By the morning of September 26, 2024, thousands in the Tampa Bay area were experiencing power outages. Wind gusts reached 64 mph in Fort Lauderdale and 67 mph in Naples. Key West experienced storm surge of 1 to 3 ft. Storm surge reached 7.18 ft in Tampa. Areas of the Big Bend experienced inundation of more than 16 feet.

Helene caused 34 deaths in Florida, including at least twelve in Pinellas County; two in Tampa involving a car accident where a sign fell on a car on I-4, along with an elderly woman who drowned inside her house; and one in Dixie County involving a tree falling on a home. Of the deaths in Pinellas, ten have been drownings and one was caused by an electrical fire that started after water rushed into a home. Pasco County Sheriff's Office rescued around 200 people in water emergencies. In Citrus County, over 100 people and 50 pets were rescued after ten feet of storm surge hit the area. In total, over 1,000 people had to be rescued in the Tampa Bay area. As a result of the storm, around 1.69 million customers in Florida lost power. Rainfall in the state peaked at 14.39 inches in Liberty county.

Additionally, researchers at Imperial College London, applying extreme event attribution, concluded in October 2024, that 44% of the loss in Florida due to Helene could be attributed to climate change.

Most intense landfalling tropical cyclones in the U.S. state of Florida by central barometric pressure as of 2024
| Rank | System | Season | Barometric pressure |
| 1 | "Labor Day" | 1935 | 892 mbar (hPa) |
| 2 | Michael | 2018 | 919 mbar (hPa) |
| 3 | Andrew | 1992 | 922 mbar (hPa) |
| 4 | "Florida Keys" | 1919 | 927 mbar (hPa) |
| 5 | "Okeechobee" | 1928 | 929 mbar (hPa) |
| 6 | "Great Miami" | 1926 | 930 mbar (hPa) |
| Donna | 1960 |
| 8 | Irma | 2017 | 931 mbar (hPa) |
| 9 | Helene | 2024 | 939 mbar (hPa) |
| 10 | "Florida" | 1948 | 940 mbar (hPa) |
Source: HURDAT, Hurricane Research Division

==== Georgia ====

Though the storm weakened substantially crossing over Florida, Helene still entered Georgia as a strong category 2 hurricane, with maximum sustained winds estimated at 110 mph. The high winds caused at least $5.5 billion in losses to the timber and agricultural industries.

**Record excerpts**
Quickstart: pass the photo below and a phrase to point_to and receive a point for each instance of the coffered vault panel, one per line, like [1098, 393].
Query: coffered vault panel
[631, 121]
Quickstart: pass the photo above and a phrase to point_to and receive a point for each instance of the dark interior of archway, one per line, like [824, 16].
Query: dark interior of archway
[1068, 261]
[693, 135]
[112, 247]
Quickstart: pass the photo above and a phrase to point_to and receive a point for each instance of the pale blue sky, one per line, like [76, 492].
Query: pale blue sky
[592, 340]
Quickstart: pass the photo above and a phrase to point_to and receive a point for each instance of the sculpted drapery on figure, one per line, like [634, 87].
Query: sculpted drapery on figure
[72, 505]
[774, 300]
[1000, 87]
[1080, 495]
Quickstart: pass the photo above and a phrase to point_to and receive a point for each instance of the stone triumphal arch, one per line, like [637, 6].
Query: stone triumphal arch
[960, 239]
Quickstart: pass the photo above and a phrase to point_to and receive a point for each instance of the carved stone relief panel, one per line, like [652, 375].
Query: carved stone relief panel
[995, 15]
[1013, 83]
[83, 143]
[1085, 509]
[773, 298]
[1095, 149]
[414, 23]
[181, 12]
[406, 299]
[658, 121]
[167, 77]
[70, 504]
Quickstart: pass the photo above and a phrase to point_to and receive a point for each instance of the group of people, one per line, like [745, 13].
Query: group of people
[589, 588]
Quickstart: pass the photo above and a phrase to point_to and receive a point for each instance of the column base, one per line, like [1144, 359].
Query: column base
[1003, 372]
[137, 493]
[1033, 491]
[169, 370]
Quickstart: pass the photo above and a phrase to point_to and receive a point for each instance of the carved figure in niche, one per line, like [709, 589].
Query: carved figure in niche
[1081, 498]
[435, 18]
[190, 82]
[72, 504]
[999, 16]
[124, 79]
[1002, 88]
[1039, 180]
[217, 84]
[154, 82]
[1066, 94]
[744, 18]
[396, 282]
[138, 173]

**Work order 1**
List every Florida county that the Helene passage names.
**Work order 2**
According to the Helene passage, what were Helene's estimated maximum sustained winds when it entered Georgia?

**Response area 1**
Pinellas County, Dixie County, Pasco County, Citrus County, Liberty County

**Response area 2**
110 mph